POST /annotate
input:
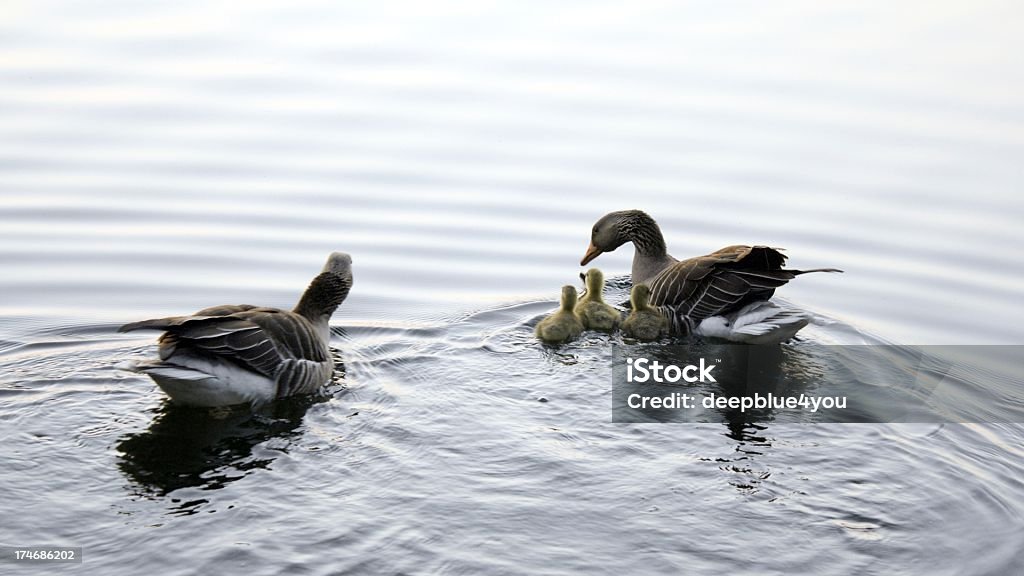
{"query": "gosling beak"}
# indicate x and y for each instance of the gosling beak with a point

---

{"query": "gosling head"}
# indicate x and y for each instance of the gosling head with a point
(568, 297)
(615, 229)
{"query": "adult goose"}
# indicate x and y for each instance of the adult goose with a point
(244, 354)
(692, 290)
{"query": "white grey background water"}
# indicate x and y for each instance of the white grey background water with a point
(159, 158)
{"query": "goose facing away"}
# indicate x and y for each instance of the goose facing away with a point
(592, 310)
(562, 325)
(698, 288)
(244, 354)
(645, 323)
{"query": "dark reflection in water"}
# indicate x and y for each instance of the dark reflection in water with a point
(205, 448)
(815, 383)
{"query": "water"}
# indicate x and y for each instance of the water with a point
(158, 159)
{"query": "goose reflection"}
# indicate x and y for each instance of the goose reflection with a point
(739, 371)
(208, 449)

*TASK DESCRIPTION*. Pick out and copy each line of the listing above that contains the word "white".

*THE SOLUTION*.
{"query": "white grey background water"}
# indicate x and y for each instance of the white grey background water with a point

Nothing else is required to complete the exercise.